- **WORK TO COMPLETE**:
1) In the symposium announcement below, turn the paragraph that begins "Indigenous peoples hold the world's oldest" into a short bulleted list that keeps its main facts.
2) Carry on writing the symposium announcement below, starting right after its final sentence.

- **DOCUMENT EXTRACT**:
________________________

Knowledge Intersections Symposium recording now available

The recording of the 2021 Knowledge Intersections Symposium can now be watched online.

This online symposium was held within the 20th Symposium on Indigenous Music and Dance, in association with the Musicological Society of Australia’s 44th National Conference.

The symposium explored the relationships between music and lore through multidisciplinary panel discussions.

00:00:00 Introduction and Welcome to Country


00:14:25 Global perspectives on cultural continuity and change

This panel brings together a diverse array of speakers from Aotearoa (New Zealand), Taiwan, Brazil, and Australia to discuss how Indigenous peoples understand and negotiate ideas and expressions of cultural continuity and change in their respective counties. We will examine how understandings of cultural continuity in a changing world are often at odds with outsider assumptions about Indigenous cultures and, in some cases, work against the localised cultural maintenance needs of Indigenous peoples. Speakers will bring to this discussion reflections their own research and cultural practices, as well as their own engagements with (other) Indigenous cultural practitioners across a range of contexts from local to global.

Speakers: Meri Haami, Akawyan Pakawyan, Professor Yuh-Fen Tseng, Professor Jorge José de Carvalho, Professor Marcia Langton AO, Professor Aaron Corn

1:31:31 Sky knowledge and performance traditions

Indigenous peoples hold the world’s oldest continuous cultures of astronomy. Developed and passed down over tens of thousands of years, Indigenous observations of the Sun, Moon, and stars inform navigation and calendars, and predict weather, while the meanings and agency assigned to astronomical phenomena significantly inform Indigenous laws and social structures. This panel brings together Indigenous Elders and other speakers from Australia, Aotearoa (New Zealand), and the USA to share how Indigenous song and dance traditions, as performed in public ceremonies, carry detailed intergenerational knowledge of how Elders read the stars and other astronomical phenomena.

________________________

- **DATA EXTRACT**:
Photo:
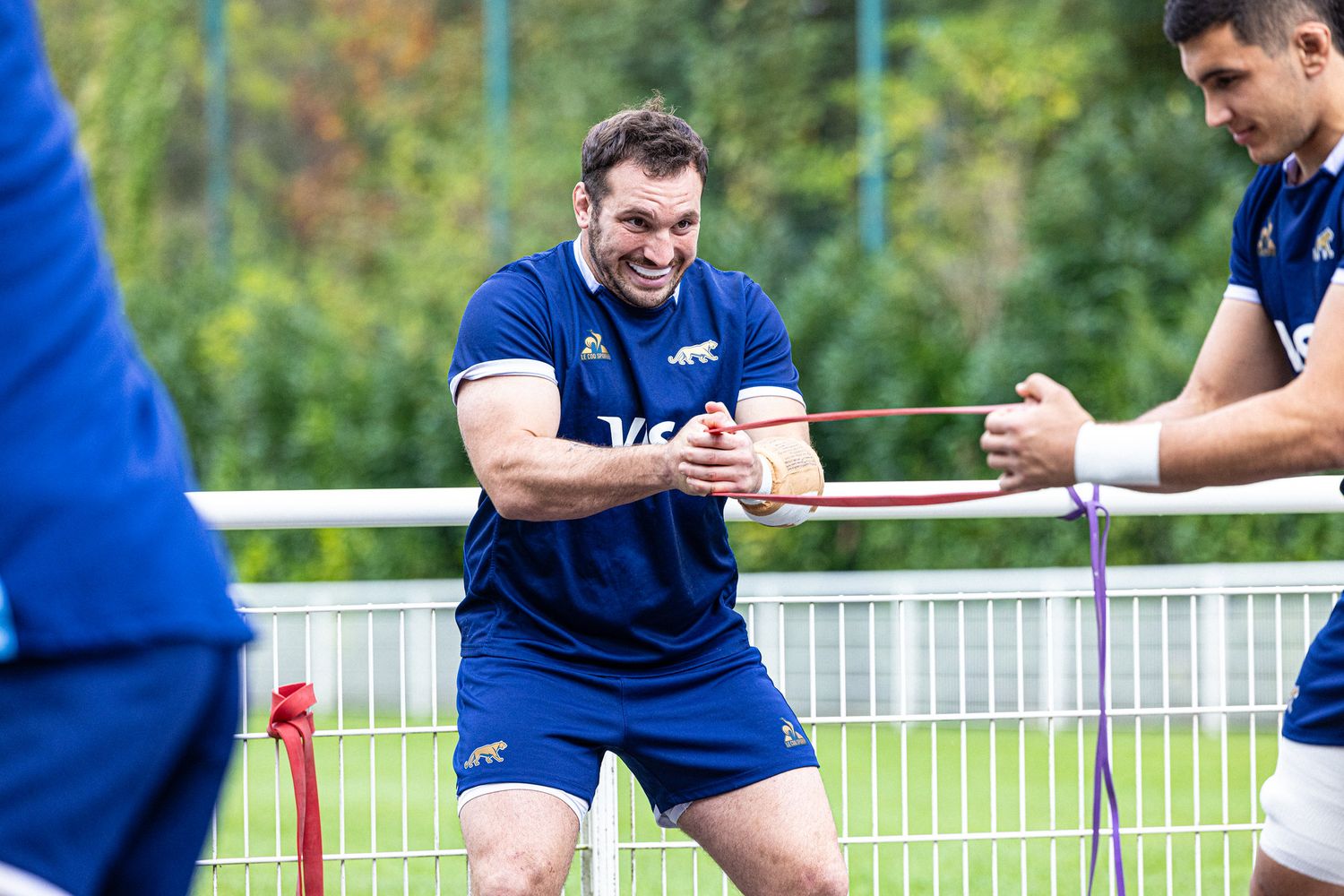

________________________

- **PER-TASK ANSWERS**:
1)
- Indigenous peoples hold the world's oldest continuous cultures of astronomy, built up and passed down over tens of thousands of years.
- Their observations of the Sun, Moon, and stars guide navigation and calendars and predict weather.
- The meanings and agency given to sky events strongly shape Indigenous laws and social structures.
- The panel brings together Indigenous Elders and other speakers from Australia, Aotearoa (New Zealand), and the USA.
- They share how song and dance traditions performed in public ceremonies carry detailed knowledge, across generations, of how Elders read the stars and other sky events.

2)
Speakers:  Wanta Jampijinpa Patrick, Inawinytji Williamson, Dr Diana James, Associate Professor Duane Hamacher

2:35:20 Engineering and aquaculture in Indigenous knowledge practice

Over tens of thousands of years of habitation, Indigenous Australians developed sophisticated understandings and techniques for engineering, physics, and aquaculture in the design of elaborate stone fish traps, such as the ancient Ngunnhu in Brewarrina, and the 100 km squared eel farm at Budj Bim (Lake Condah) in Victoria. These aquaculture structures comprise complex canals systems linking weirs and ponds made of river stones and may be some of the oldest surviving human-made structures in the world. This panel brings together people with ancestral ties to important ancient aquaculture sites and discusses the sites' significance for Indigenous law, culture, and resource management both historically and today.

Speakers: Damein Bell, Associate Professor Juliana Kaya Prpic, Jesse Hodgetts, Tyson Lovett-Murray

3:33:53 Wild Honey: Caring for Bees in a Divided Land screening

For more than a century, the island of Timor has been divided by a colonial border. This border has displaced and separated the people of Lookeu, dividing their land, water, and history. Timor's migratory wild honey bees challenge this division. Their migrations are essential to the agricultural and spiritual wellbeing of the people and places who depend upon them. In community honey harvest rituals, queen bees are courted in ceremony by men who climb high into the canopy to sing nocturnal forest love songs. These songs express gratitude to the bees, enticing and imploring them to give up their sweetness and maintain their seasonal visits. This panel will screen and discuss the film Wild Honey: Caring for Bees in a Divided Land. This film is the outcome of a long-term collaboration between researchers Balthasar Kehi and Lisa Palmer and the people of Balthasar's homeland of Lookeu. It portrays a border community who, despite changing farming practices and increasing commodification, are determined to maintain the bees' movement across the region and preserve their shared identity.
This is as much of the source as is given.